- [Exercise] How many lines in the listing below contain the string "black"? Matching is case-sensitive, and your reply should be only the number.

- [Record extracts]

.....

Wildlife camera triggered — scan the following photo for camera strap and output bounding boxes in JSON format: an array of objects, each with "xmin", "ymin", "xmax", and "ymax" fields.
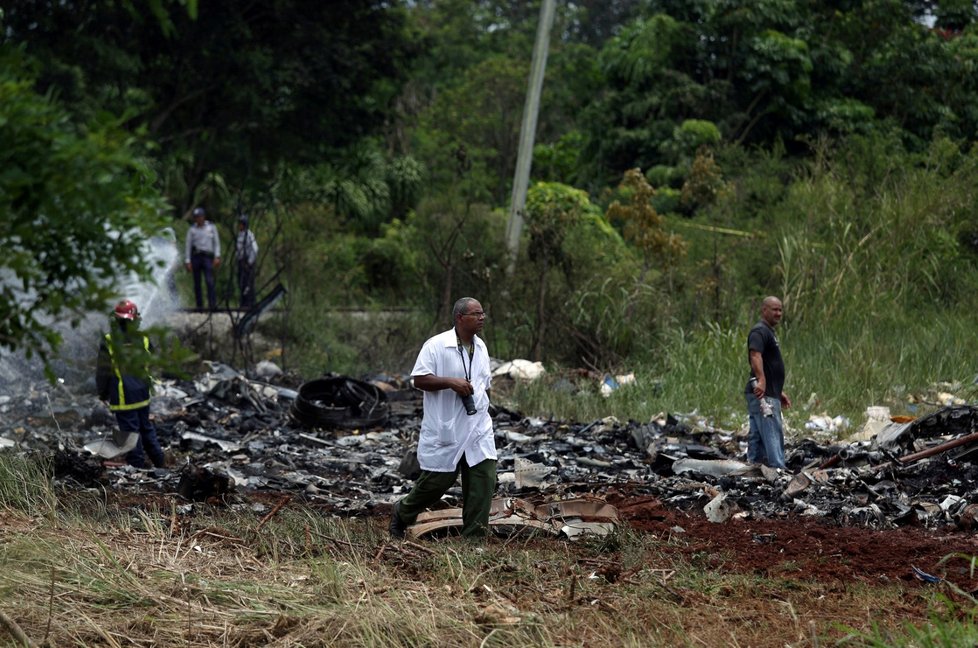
[{"xmin": 455, "ymin": 335, "xmax": 475, "ymax": 382}]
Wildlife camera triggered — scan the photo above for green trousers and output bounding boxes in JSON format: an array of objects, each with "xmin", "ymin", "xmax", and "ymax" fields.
[{"xmin": 398, "ymin": 455, "xmax": 496, "ymax": 538}]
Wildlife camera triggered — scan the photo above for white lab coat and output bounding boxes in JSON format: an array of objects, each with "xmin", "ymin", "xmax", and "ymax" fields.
[{"xmin": 411, "ymin": 328, "xmax": 497, "ymax": 472}]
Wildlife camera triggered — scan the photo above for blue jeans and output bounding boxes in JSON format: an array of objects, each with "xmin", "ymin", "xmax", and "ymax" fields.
[
  {"xmin": 190, "ymin": 252, "xmax": 217, "ymax": 310},
  {"xmin": 746, "ymin": 393, "xmax": 785, "ymax": 468}
]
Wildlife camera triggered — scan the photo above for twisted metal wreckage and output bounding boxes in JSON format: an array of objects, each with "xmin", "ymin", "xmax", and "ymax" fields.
[{"xmin": 0, "ymin": 363, "xmax": 978, "ymax": 538}]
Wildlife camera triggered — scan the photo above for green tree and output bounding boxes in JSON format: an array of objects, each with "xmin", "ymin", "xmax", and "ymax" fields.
[
  {"xmin": 0, "ymin": 53, "xmax": 165, "ymax": 370},
  {"xmin": 0, "ymin": 0, "xmax": 414, "ymax": 213}
]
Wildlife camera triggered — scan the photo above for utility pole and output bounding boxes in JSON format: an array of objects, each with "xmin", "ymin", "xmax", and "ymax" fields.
[{"xmin": 506, "ymin": 0, "xmax": 554, "ymax": 275}]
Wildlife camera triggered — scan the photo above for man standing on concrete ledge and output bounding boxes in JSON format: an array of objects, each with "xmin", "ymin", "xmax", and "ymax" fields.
[
  {"xmin": 184, "ymin": 207, "xmax": 221, "ymax": 310},
  {"xmin": 390, "ymin": 297, "xmax": 496, "ymax": 539},
  {"xmin": 745, "ymin": 297, "xmax": 791, "ymax": 468}
]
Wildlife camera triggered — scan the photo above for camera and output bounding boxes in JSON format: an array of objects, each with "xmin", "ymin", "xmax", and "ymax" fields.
[
  {"xmin": 459, "ymin": 394, "xmax": 476, "ymax": 416},
  {"xmin": 749, "ymin": 376, "xmax": 774, "ymax": 416}
]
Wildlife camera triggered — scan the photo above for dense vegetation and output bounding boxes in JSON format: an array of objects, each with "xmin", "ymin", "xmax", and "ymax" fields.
[{"xmin": 0, "ymin": 0, "xmax": 978, "ymax": 416}]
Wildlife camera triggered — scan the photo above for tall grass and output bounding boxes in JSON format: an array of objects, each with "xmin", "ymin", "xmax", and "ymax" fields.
[{"xmin": 0, "ymin": 452, "xmax": 58, "ymax": 516}]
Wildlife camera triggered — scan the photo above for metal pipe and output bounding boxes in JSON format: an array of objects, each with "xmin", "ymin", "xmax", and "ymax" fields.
[{"xmin": 898, "ymin": 432, "xmax": 978, "ymax": 464}]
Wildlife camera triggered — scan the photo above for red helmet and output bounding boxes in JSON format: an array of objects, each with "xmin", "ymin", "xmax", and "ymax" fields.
[{"xmin": 115, "ymin": 299, "xmax": 139, "ymax": 321}]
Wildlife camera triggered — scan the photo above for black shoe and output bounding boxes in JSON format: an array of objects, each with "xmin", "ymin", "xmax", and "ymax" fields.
[{"xmin": 389, "ymin": 502, "xmax": 407, "ymax": 540}]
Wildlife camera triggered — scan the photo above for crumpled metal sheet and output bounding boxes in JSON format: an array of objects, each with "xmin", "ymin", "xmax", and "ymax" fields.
[{"xmin": 406, "ymin": 497, "xmax": 620, "ymax": 540}]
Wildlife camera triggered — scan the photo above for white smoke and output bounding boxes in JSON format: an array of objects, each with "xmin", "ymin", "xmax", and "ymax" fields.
[{"xmin": 0, "ymin": 228, "xmax": 180, "ymax": 394}]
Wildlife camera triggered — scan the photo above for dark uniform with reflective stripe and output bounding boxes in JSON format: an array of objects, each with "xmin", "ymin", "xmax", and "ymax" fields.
[{"xmin": 95, "ymin": 333, "xmax": 164, "ymax": 468}]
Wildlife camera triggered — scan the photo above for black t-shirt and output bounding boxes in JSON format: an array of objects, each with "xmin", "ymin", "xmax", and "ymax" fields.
[{"xmin": 745, "ymin": 320, "xmax": 784, "ymax": 398}]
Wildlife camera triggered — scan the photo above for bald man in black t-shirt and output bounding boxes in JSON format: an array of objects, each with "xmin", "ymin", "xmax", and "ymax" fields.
[{"xmin": 745, "ymin": 297, "xmax": 791, "ymax": 468}]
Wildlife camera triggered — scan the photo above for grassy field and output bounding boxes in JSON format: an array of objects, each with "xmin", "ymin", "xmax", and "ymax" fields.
[{"xmin": 0, "ymin": 458, "xmax": 978, "ymax": 648}]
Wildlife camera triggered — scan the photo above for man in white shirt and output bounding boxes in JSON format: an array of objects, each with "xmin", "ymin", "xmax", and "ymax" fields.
[
  {"xmin": 184, "ymin": 207, "xmax": 221, "ymax": 310},
  {"xmin": 234, "ymin": 214, "xmax": 258, "ymax": 309},
  {"xmin": 390, "ymin": 297, "xmax": 497, "ymax": 539}
]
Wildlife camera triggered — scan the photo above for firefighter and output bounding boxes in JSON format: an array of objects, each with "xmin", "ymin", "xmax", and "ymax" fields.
[{"xmin": 95, "ymin": 299, "xmax": 164, "ymax": 468}]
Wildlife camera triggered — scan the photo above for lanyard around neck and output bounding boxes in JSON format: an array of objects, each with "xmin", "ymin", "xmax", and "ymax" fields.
[{"xmin": 455, "ymin": 335, "xmax": 475, "ymax": 382}]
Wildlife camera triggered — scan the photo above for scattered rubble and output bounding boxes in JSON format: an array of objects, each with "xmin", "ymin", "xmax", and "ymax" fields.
[{"xmin": 0, "ymin": 363, "xmax": 978, "ymax": 535}]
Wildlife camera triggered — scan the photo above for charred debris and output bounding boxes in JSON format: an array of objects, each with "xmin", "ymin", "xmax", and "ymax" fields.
[{"xmin": 0, "ymin": 363, "xmax": 978, "ymax": 529}]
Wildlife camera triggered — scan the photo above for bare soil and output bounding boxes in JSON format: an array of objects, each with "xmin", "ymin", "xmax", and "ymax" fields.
[{"xmin": 608, "ymin": 493, "xmax": 978, "ymax": 592}]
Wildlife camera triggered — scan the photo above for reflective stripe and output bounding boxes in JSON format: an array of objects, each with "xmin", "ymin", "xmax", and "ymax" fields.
[{"xmin": 105, "ymin": 333, "xmax": 149, "ymax": 412}]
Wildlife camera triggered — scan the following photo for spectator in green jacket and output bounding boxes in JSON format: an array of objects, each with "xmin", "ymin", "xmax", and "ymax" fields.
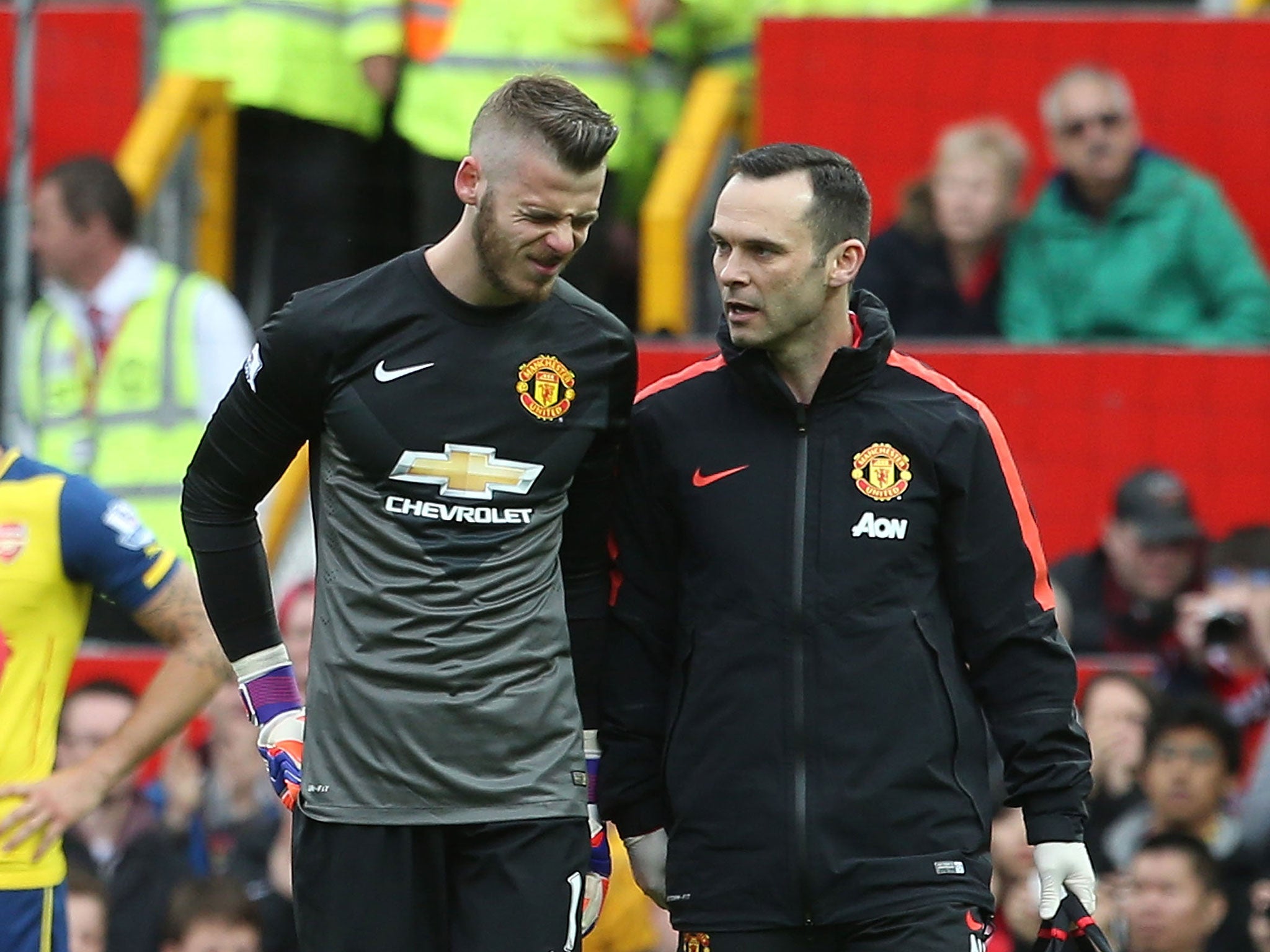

.....

- [Task answer] 3